Tasks and exercises:
[1] Decide whether each statement agrees with the timeout report below: (a) the tests were run with 2000 devices; (b) the failed request timed out after 3000 milliseconds; (c) setting the added log to info produced more timeouts. For each, answer yes or no and quote the deciding words of the report.
[2] Answer these questions from the timeout report below:
(a) Which ONOS version was compiled?
(b) With which Java runtime was it compiled?
(c) What name does the counter in the logged exception carry?

Expected behavior
my atomix and onos on the same device, I compiler onos-2.2.4 with atomix-3.1.8(openjdk-11),
When I tested with 2000 devices, onos will search some stats messages from atomix,I will get many timeout,
This situation will make onos get oom
Actual behavior
when testing,I get this exception:
2020-10-27T19:47:46,355 | DEBUG | raft-partition-group-raft-6 | RaftSessionConnection | 129 - io.atomix.utils - 3.1.8 | SessionClient{29}{type=AtomicCounterType{name=atomic-counter}, name=sys-clock-counter} - CommandRequest{session=29, sequence=1106859, operation=PrimitiveOperation{id=DefaultOperationId{id=incrementAndGet, type=COMMAND}, value=null}} failed! Reason: {}
java.util.concurrent.TimeoutException: Request type raft-partition-1-command timed out in 5000 milliseconds
at io.atomix.cluster.messaging.impl.AbstractClientConnection$Callback.timeout(AbstractClientConnection.java:159) ~[?:?]
at java.util.concurrent.Executors$RunnableAdapter.call(Executors.java:515) [?:?]
at java.util.concurrent.FutureTask.run(FutureTask.java:264) [?:?]
at java.util.concurrent.ScheduledThreadPoolExecutor$ScheduledFutureTask.run(ScheduledThreadPoolExecutor.java:304) [?:?]
at java.util.concurrent.ThreadPoolExecutor.runWorker(ThreadPoolExecutor.java:1128) [?:?]
at java.util.concurrent.ThreadPoolExecutor$Worker.run(ThreadPoolExecutor.java:628) [?:?]
at java.lang.Thread.run(Thread.java:834) [?:?]
I print the log to try to find the problem, like this:
final class RemoteServerConnection extends AbstractServerConnection {
private static final byte[] EMPTY_PAYLOAD = new byte[0];
private final Logger log = LoggerFactory.getLogger(getClass());
private final Channel channel;
RemoteServerConnection(HandlerRegistry handlers, Channel channel) {
super(handlers);
this.channel = channel;
}
@Override
public void reply(ProtocolRequest message, ProtocolReply.Status status, Optional<byte[]> payload) {
ProtocolReply response = new ProtocolReply(
message.id(),
payload.orElse(EMPTY_PAYLOAD),
status);
log.info("RemoteServerConnection reply, message subject {} message type {} message id {} message status {}", message.subject(), message.type(), message.id(), status.name());
channel.writeAndFlush(response, channel.voidPromise());
}
}
Then,I found a strange problem,if this log is info, the Timeout will get fewer,But if log is not info or not added,The timeout will get more. So, I have two question:
- why timeout?

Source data
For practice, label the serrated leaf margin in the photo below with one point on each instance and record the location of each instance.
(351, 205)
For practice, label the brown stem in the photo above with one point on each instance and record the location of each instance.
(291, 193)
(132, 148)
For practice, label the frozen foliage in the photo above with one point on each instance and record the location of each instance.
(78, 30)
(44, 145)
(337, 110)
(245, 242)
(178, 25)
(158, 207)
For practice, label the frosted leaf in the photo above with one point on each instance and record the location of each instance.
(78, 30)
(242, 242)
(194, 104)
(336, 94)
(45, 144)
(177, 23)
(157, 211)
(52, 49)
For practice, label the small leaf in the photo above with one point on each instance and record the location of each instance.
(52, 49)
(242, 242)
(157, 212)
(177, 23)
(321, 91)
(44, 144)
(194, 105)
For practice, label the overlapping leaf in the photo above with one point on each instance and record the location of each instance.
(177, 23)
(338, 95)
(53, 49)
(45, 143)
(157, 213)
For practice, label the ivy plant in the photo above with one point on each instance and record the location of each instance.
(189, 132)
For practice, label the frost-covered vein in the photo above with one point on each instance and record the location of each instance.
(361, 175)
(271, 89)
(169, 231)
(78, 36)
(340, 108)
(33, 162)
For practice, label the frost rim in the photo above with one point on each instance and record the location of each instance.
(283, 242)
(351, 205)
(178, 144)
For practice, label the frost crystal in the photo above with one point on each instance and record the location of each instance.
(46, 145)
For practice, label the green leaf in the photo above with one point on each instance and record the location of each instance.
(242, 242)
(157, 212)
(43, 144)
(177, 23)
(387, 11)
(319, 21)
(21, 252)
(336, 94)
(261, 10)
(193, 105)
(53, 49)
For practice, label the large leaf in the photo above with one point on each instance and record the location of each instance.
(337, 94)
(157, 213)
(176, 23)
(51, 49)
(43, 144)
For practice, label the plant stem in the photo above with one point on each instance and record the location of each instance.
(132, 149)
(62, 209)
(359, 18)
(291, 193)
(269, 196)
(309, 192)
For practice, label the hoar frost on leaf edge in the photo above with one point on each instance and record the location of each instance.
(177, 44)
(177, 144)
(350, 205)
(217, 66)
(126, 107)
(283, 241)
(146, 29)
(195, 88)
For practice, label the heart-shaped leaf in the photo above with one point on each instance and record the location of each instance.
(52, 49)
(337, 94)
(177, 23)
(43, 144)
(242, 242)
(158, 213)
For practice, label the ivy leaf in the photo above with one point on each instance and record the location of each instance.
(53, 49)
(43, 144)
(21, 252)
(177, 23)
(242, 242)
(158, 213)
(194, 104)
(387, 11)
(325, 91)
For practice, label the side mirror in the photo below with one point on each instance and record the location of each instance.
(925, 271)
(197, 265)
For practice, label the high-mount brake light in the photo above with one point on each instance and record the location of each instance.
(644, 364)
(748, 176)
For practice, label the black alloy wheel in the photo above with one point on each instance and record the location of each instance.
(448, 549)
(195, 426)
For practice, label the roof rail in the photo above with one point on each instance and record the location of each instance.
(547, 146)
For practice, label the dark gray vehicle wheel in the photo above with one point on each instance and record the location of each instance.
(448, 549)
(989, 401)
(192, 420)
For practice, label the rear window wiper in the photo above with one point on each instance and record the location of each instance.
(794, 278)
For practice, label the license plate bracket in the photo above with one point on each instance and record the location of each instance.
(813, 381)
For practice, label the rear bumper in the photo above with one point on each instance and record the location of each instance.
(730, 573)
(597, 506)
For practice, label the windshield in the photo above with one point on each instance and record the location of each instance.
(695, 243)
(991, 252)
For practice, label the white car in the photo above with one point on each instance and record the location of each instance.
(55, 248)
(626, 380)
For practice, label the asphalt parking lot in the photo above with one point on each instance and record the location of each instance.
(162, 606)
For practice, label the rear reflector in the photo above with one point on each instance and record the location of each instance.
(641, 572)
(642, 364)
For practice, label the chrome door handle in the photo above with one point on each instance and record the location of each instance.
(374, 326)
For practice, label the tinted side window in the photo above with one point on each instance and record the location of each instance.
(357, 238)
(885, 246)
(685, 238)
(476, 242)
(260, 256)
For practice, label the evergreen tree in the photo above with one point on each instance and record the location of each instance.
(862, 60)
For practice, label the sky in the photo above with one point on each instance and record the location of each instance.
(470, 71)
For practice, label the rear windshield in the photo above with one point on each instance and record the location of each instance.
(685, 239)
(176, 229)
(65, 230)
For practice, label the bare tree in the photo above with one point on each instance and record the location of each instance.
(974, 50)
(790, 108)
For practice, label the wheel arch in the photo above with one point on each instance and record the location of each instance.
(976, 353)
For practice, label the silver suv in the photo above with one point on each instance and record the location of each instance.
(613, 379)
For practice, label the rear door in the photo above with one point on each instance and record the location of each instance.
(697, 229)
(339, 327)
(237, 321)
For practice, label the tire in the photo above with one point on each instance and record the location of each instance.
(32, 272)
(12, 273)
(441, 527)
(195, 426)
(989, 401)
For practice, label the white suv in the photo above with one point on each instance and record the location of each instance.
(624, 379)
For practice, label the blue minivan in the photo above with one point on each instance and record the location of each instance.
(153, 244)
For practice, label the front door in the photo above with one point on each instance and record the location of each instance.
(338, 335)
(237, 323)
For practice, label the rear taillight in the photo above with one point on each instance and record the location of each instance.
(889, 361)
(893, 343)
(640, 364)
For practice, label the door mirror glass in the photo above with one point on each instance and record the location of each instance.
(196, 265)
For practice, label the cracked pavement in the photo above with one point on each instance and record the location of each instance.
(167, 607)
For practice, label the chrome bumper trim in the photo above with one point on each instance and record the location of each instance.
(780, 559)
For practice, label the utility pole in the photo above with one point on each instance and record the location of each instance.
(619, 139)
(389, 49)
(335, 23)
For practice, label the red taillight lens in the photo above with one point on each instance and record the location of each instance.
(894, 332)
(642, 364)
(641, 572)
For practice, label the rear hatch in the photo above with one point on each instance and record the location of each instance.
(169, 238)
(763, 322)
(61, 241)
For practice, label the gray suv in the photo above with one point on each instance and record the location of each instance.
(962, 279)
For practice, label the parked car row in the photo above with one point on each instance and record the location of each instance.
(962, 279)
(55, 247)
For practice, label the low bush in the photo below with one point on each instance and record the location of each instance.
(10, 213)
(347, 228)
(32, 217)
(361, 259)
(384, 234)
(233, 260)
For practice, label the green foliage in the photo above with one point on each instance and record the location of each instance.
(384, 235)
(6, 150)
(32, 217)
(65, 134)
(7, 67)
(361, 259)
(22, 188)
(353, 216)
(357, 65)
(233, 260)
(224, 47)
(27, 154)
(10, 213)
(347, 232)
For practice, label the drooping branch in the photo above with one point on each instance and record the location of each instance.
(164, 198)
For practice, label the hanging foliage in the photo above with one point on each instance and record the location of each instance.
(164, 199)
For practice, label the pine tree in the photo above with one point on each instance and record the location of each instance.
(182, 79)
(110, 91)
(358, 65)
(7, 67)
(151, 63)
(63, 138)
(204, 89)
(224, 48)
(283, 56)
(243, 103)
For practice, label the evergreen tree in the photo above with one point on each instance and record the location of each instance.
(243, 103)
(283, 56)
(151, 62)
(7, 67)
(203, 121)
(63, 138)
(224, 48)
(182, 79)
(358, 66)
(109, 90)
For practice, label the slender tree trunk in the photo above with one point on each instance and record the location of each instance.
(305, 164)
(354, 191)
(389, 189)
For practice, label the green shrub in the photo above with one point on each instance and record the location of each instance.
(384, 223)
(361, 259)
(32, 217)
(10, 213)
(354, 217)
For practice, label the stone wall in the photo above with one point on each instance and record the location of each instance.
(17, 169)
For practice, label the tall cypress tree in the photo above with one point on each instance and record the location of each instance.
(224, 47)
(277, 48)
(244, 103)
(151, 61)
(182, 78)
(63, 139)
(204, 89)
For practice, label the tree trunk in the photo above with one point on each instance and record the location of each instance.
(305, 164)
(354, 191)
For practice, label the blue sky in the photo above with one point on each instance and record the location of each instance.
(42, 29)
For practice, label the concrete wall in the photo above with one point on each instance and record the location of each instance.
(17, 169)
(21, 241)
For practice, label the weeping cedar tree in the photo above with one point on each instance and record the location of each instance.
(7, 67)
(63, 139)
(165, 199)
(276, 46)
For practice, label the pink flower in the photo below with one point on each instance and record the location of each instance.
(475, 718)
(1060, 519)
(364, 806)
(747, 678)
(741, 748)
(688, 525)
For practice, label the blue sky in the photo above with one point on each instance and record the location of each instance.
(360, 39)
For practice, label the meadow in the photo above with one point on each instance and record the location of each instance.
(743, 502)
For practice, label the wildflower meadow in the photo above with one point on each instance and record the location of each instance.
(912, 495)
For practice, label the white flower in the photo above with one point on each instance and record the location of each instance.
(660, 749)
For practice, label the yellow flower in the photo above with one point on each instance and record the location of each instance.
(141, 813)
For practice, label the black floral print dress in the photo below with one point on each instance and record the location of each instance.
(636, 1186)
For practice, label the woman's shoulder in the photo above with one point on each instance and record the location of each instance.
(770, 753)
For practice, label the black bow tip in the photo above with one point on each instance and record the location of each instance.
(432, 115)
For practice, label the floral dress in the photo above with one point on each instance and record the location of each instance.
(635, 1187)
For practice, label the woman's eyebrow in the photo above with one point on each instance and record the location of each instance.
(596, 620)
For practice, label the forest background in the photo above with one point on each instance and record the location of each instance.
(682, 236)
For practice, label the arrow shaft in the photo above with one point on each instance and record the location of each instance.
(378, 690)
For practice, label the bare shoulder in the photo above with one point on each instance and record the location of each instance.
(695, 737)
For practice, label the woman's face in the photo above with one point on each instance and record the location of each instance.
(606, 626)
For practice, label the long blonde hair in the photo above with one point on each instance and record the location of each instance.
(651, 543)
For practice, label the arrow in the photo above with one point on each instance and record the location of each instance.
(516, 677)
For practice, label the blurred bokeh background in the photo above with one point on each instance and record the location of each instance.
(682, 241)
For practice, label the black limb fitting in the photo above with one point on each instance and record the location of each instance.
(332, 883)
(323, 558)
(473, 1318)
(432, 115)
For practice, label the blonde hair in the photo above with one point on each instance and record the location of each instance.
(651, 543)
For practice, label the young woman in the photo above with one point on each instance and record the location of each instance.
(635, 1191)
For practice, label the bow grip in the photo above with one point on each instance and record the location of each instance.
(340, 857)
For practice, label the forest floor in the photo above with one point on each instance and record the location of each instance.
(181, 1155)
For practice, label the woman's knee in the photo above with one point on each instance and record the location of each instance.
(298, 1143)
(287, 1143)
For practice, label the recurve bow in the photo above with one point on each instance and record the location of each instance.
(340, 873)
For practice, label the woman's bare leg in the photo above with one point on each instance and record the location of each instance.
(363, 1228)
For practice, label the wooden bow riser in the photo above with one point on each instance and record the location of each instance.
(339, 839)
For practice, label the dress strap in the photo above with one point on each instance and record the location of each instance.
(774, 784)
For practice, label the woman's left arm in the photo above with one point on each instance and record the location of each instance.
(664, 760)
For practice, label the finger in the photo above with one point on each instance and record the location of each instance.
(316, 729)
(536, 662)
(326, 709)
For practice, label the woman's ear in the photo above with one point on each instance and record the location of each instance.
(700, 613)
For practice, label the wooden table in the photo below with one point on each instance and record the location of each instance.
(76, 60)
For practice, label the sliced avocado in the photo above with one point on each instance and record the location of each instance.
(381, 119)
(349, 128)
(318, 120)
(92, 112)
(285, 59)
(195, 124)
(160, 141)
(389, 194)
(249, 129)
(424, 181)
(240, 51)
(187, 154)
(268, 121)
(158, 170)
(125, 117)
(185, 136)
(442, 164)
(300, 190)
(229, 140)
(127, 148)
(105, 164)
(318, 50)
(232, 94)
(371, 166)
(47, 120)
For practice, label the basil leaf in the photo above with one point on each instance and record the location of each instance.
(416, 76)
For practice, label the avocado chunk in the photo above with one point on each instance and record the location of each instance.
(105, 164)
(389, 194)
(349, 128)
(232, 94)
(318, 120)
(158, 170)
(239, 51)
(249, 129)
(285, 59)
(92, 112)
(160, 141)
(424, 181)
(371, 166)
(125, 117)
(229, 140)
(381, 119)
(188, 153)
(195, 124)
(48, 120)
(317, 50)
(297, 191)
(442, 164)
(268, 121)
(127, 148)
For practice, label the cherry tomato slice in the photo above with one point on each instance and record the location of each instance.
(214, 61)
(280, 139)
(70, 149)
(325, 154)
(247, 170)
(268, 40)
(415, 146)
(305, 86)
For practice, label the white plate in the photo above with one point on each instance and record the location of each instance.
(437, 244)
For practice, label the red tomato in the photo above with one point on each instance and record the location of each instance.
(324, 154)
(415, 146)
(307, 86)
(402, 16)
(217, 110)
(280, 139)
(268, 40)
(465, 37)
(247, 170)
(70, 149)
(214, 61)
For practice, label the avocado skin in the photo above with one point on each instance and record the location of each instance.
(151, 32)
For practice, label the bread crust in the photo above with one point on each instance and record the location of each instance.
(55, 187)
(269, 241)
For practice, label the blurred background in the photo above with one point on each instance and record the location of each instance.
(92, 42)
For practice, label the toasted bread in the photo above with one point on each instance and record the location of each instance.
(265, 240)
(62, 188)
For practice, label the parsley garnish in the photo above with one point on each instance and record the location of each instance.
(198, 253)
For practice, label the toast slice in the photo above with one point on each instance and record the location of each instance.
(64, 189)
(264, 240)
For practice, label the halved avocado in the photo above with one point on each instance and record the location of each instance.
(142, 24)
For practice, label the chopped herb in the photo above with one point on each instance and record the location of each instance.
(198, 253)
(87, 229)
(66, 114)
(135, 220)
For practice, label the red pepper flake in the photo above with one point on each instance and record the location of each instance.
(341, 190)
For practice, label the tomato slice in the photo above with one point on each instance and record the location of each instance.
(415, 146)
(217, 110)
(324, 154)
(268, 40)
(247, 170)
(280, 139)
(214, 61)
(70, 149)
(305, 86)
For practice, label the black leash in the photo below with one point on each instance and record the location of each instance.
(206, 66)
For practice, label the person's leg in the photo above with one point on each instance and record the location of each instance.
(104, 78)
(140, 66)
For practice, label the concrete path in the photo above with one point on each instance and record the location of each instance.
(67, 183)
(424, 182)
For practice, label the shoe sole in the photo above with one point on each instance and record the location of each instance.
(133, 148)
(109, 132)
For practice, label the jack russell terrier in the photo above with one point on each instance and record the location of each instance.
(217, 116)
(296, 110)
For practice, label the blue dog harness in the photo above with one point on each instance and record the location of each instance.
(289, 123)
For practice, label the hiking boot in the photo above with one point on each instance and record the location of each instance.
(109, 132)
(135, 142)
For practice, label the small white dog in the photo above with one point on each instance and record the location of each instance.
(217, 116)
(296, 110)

Response list:
[1]
(a) Yes: "When I tested with 2000 devices"
(b) No: "timed out in 5000 milliseconds"
(c) No: "if this log is info, the Timeout will get fewer"

[2]
(a) onos-2.2.4
(b) openjdk-11
(c) sys-clock-counter